*Exercise details*: Determine how many lines in the listing hold "each" and give only that number.

^^^^^^^^^^^^^^^^

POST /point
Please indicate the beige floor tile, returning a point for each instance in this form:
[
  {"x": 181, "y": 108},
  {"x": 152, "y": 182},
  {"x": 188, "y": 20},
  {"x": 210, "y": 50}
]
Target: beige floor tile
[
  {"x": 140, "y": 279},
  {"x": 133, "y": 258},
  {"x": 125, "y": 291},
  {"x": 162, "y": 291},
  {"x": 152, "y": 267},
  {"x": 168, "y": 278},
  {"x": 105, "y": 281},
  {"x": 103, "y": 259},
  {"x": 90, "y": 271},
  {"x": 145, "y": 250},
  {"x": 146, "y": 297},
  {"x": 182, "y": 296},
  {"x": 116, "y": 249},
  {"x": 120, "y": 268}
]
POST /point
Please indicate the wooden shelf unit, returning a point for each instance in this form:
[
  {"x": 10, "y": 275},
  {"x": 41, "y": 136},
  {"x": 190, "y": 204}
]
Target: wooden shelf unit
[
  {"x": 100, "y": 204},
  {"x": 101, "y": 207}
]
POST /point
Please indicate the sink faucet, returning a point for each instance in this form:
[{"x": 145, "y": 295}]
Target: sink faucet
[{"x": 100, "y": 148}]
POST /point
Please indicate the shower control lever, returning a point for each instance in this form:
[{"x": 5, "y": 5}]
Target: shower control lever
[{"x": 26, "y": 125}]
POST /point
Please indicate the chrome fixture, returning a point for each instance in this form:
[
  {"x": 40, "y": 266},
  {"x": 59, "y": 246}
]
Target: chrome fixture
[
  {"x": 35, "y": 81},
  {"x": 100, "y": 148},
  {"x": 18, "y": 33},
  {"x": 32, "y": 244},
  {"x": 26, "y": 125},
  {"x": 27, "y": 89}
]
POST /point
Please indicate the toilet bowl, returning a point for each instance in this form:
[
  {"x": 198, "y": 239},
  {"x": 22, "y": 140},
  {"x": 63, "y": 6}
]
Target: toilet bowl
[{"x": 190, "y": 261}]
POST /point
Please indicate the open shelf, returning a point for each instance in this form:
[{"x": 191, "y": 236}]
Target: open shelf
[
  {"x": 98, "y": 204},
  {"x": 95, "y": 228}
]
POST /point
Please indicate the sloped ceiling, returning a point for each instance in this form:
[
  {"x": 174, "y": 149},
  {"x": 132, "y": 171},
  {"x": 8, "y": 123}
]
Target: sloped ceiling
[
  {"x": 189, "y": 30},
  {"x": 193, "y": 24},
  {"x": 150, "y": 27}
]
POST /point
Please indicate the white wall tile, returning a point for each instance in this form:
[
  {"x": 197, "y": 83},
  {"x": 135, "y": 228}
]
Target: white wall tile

^^^^^^^^^^^^^^^^

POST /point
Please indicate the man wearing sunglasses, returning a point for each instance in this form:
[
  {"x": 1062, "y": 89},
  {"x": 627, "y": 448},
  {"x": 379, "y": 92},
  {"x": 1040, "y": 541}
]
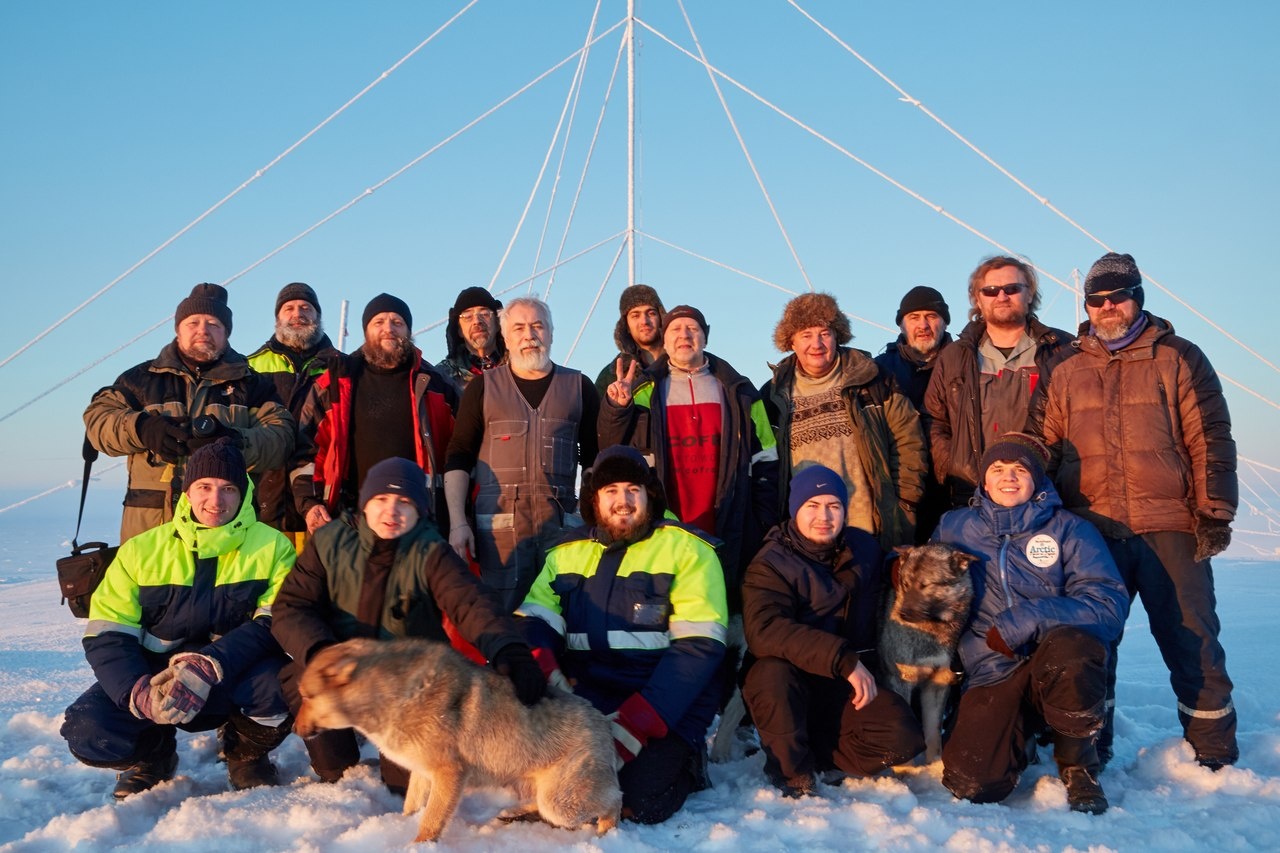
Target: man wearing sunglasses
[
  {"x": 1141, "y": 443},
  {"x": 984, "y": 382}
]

^^^^^^^^^^^^^^^^

*Task answer*: 10